#### Supplied information
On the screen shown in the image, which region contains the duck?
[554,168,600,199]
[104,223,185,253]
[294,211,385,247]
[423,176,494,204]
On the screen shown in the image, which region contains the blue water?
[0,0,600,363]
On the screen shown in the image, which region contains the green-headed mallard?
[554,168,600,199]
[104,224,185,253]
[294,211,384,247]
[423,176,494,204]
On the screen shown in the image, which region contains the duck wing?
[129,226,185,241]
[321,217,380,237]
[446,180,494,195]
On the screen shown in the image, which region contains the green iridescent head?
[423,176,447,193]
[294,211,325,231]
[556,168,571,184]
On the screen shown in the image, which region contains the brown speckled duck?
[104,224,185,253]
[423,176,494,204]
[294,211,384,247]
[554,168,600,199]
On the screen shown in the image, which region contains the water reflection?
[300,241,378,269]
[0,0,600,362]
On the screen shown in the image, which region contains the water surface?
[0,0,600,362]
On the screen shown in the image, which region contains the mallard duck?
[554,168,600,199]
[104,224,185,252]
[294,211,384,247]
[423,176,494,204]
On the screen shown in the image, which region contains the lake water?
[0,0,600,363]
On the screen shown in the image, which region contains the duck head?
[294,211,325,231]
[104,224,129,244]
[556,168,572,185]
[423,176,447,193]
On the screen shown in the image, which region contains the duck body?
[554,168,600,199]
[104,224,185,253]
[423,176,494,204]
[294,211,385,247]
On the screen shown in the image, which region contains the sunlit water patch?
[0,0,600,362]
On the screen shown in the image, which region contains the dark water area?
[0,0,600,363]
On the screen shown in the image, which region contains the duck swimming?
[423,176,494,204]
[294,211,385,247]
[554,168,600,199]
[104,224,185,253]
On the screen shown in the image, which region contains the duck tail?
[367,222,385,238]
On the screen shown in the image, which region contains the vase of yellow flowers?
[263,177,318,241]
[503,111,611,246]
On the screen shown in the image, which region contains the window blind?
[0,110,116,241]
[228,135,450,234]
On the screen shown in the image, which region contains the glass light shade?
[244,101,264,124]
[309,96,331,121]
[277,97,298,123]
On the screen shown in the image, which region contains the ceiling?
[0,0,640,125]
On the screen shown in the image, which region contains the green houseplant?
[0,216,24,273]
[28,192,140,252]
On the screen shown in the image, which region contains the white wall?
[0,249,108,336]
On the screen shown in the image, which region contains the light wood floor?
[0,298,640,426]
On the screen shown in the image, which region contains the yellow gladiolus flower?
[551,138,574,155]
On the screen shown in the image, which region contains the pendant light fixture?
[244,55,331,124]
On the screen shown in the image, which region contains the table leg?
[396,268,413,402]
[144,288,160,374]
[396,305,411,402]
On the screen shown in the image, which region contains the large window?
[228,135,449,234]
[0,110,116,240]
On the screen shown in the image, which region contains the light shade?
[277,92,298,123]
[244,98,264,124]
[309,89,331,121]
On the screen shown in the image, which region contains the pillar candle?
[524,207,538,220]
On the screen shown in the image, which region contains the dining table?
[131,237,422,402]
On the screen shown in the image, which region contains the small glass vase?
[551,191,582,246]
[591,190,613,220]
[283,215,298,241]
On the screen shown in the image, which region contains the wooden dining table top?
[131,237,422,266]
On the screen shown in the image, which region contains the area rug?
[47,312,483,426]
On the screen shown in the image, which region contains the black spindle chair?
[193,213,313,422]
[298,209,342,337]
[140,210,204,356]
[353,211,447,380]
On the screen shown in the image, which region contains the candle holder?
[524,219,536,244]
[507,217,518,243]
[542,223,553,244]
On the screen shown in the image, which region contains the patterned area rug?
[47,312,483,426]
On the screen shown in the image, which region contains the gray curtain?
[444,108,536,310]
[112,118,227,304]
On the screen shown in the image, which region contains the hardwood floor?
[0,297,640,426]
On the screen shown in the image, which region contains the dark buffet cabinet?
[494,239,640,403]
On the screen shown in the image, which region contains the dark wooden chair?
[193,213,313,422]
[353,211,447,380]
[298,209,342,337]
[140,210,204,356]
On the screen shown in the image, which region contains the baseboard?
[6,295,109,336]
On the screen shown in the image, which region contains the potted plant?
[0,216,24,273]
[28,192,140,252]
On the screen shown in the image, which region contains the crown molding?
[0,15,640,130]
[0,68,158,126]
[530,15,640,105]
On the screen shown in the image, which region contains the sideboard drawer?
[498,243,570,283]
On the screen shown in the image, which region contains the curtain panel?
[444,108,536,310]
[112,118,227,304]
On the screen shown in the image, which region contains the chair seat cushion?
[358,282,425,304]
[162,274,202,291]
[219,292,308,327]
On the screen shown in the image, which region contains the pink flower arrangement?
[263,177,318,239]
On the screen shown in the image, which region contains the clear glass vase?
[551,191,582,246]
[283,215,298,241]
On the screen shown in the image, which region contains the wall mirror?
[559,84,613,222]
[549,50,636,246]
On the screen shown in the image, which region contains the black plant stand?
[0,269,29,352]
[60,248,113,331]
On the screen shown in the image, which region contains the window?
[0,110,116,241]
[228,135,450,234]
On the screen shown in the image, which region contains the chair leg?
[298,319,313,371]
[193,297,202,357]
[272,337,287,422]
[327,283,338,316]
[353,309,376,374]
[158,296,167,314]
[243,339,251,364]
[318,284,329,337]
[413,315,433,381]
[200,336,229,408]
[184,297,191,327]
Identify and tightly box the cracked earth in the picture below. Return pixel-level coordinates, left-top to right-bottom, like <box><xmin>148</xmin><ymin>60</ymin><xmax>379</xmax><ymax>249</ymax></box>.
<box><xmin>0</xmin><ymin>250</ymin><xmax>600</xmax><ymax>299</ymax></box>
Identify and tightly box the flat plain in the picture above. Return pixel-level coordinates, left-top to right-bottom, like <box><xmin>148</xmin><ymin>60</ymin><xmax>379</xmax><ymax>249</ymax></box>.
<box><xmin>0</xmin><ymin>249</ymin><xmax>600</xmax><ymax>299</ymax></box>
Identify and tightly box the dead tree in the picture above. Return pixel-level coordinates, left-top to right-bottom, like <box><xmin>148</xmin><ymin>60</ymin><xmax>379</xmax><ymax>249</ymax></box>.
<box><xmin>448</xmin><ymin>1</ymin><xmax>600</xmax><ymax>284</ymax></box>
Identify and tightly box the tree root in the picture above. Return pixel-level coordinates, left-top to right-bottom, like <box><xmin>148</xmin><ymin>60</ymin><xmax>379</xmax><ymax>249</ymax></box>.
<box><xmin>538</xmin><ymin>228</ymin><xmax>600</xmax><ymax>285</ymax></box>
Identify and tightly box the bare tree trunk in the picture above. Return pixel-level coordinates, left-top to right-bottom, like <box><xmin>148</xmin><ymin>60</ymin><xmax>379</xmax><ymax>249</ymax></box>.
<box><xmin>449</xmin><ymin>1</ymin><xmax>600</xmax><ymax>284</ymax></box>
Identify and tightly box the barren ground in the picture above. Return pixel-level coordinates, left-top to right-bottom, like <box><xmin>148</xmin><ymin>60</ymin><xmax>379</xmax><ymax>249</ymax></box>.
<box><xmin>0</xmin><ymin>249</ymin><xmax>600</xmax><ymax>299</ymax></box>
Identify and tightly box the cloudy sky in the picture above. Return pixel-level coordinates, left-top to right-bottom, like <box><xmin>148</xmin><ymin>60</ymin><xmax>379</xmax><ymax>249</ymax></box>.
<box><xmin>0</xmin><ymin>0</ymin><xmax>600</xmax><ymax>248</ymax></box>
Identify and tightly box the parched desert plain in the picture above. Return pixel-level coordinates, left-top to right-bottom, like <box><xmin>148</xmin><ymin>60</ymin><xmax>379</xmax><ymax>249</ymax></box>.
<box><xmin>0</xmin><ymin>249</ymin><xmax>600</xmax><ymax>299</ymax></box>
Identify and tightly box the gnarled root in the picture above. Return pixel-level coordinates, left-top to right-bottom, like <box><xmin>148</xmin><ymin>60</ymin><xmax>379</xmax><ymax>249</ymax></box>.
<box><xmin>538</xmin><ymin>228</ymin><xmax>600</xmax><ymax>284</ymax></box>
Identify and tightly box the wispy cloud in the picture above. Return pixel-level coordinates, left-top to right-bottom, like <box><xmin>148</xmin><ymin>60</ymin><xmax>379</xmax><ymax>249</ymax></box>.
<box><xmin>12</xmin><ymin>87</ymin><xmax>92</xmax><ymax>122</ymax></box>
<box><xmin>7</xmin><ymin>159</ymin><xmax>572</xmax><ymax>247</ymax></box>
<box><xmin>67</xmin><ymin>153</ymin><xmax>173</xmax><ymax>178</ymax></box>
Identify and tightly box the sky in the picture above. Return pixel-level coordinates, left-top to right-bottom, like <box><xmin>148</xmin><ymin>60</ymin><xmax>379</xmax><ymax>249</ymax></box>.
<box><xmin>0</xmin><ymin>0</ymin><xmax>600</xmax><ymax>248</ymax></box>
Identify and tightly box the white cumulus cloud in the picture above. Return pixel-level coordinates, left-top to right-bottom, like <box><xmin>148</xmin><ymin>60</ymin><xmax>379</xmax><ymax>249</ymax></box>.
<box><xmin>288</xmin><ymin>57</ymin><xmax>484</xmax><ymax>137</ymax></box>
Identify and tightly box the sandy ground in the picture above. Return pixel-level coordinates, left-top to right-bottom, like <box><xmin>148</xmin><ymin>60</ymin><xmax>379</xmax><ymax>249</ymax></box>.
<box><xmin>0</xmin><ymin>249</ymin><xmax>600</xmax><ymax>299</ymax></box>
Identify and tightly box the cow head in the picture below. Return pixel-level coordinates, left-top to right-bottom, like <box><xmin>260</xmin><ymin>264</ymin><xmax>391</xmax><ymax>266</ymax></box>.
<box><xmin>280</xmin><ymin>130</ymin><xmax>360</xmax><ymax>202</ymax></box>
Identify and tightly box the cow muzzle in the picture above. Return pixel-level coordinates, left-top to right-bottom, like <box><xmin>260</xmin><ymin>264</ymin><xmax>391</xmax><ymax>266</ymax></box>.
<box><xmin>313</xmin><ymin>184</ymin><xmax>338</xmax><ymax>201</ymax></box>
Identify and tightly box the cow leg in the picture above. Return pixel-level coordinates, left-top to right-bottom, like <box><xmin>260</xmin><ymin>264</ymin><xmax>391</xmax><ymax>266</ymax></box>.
########
Format everything from the line containing "Identify and tightly box the cow muzzle" down to the end of the data above as a numbered list, leaving out any blank lines.

1. Identify and tightly box the cow muzzle in the picture above. Return pixel-level coordinates, left-top to right-bottom, like <box><xmin>260</xmin><ymin>264</ymin><xmax>391</xmax><ymax>266</ymax></box>.
2. <box><xmin>313</xmin><ymin>184</ymin><xmax>338</xmax><ymax>201</ymax></box>
3. Identify and tightly box the cow leg in the picture above. Return pixel-level coordinates, left-top to right-bottom, like <box><xmin>260</xmin><ymin>264</ymin><xmax>391</xmax><ymax>266</ymax></box>.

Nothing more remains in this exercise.